Exercise — Collect all lines below with the string "black".

Records contained in a dataset —
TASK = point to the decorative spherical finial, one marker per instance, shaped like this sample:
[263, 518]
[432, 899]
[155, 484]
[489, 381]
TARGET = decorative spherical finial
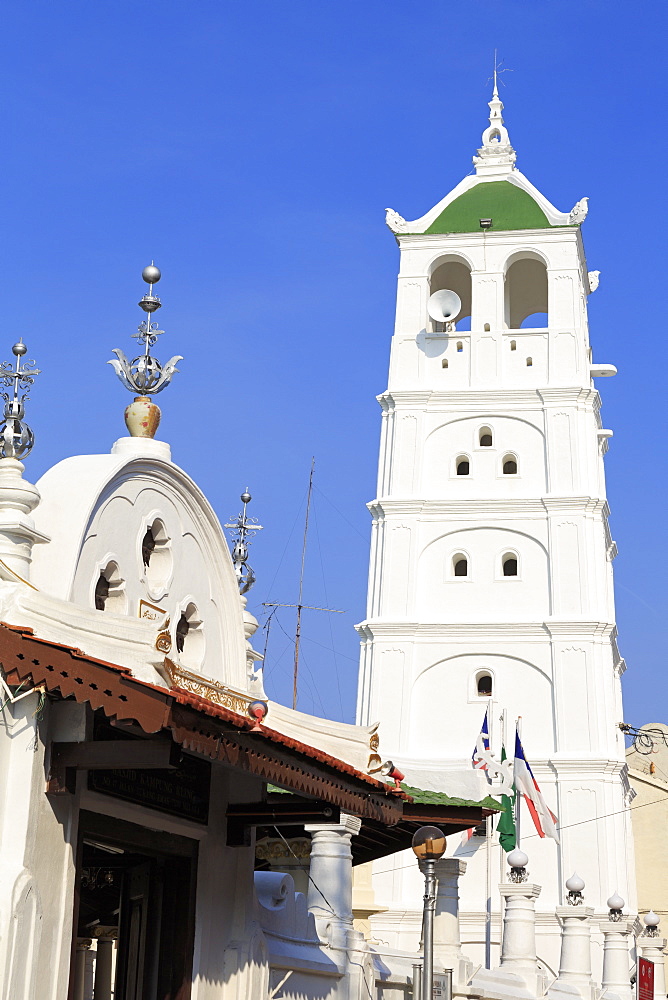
[615, 902]
[151, 274]
[257, 711]
[517, 859]
[575, 883]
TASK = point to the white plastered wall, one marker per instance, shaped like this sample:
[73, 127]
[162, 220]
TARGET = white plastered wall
[547, 636]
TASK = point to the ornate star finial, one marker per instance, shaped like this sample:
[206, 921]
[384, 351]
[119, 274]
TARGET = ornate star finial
[496, 155]
[16, 438]
[241, 530]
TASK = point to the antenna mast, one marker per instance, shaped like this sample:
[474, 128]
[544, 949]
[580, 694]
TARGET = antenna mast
[299, 606]
[298, 630]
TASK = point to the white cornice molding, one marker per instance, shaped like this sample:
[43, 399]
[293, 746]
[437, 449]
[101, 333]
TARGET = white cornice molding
[517, 508]
[578, 768]
[502, 237]
[499, 400]
[487, 631]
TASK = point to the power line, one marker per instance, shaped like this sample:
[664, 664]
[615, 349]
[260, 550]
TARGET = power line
[329, 620]
[532, 836]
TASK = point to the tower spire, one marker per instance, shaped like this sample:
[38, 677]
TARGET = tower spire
[496, 155]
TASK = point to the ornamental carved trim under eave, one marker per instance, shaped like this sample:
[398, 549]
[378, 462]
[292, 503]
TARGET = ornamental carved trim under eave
[270, 849]
[217, 693]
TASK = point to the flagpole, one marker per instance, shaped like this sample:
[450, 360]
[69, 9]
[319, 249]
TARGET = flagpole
[488, 853]
[504, 734]
[518, 797]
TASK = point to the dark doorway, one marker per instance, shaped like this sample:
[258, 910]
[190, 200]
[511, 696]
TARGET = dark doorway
[138, 886]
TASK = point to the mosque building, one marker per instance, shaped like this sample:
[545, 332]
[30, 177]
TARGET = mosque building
[168, 832]
[490, 583]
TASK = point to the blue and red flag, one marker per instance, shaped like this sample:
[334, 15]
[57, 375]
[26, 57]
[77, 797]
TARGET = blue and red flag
[544, 820]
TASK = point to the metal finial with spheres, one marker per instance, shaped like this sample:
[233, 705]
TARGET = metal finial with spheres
[144, 374]
[16, 437]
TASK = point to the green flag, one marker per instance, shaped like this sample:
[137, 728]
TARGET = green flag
[506, 825]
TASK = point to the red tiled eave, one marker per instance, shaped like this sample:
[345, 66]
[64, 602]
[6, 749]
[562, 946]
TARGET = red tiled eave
[26, 658]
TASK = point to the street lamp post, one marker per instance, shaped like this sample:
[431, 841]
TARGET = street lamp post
[428, 847]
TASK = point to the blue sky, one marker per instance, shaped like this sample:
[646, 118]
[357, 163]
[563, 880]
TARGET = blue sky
[251, 148]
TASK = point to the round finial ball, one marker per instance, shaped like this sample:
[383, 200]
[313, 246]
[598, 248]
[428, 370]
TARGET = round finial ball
[257, 710]
[428, 843]
[575, 883]
[517, 859]
[151, 274]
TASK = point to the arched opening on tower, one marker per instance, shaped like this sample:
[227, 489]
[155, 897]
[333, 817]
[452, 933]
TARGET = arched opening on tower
[509, 563]
[460, 565]
[456, 276]
[526, 294]
[484, 685]
[109, 592]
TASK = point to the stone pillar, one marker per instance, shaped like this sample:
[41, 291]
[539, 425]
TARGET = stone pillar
[447, 939]
[518, 945]
[330, 890]
[83, 944]
[104, 967]
[616, 973]
[575, 961]
[652, 948]
[517, 977]
[292, 860]
[18, 534]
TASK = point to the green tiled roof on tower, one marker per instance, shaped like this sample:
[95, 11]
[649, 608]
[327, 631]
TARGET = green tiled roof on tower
[508, 206]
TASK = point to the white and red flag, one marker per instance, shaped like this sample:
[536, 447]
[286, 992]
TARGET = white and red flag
[544, 820]
[482, 744]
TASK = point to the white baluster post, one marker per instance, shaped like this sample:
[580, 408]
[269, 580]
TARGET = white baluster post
[447, 938]
[616, 930]
[330, 890]
[652, 947]
[575, 962]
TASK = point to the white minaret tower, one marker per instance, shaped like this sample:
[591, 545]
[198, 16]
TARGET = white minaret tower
[491, 560]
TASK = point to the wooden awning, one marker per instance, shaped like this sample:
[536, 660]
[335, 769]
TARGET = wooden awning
[196, 724]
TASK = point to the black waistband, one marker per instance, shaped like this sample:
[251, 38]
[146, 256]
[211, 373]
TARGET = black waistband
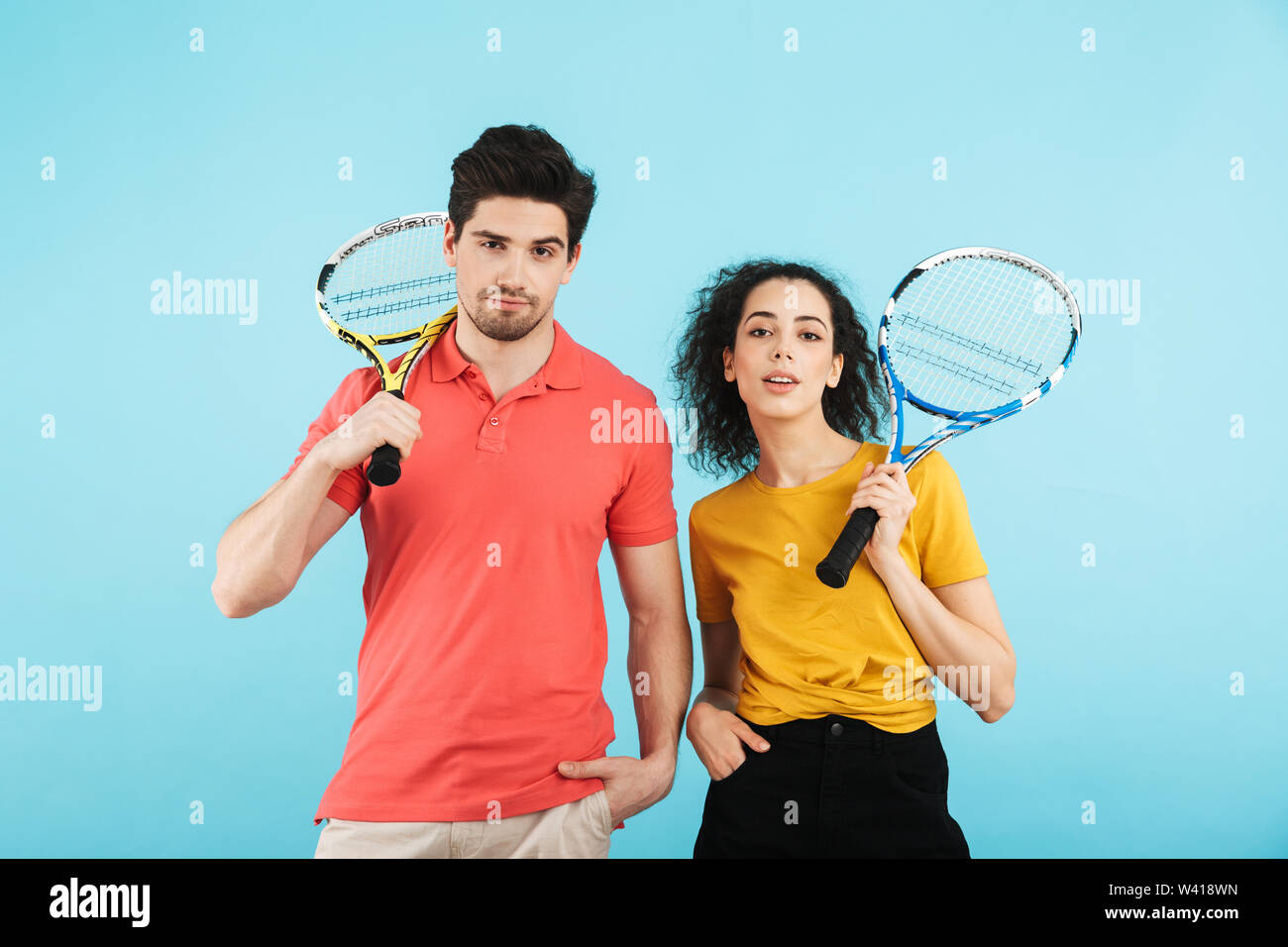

Solved exercise —
TASK = point to the black waistband, one marker per instance, shaped like this sample:
TARGET = black waistband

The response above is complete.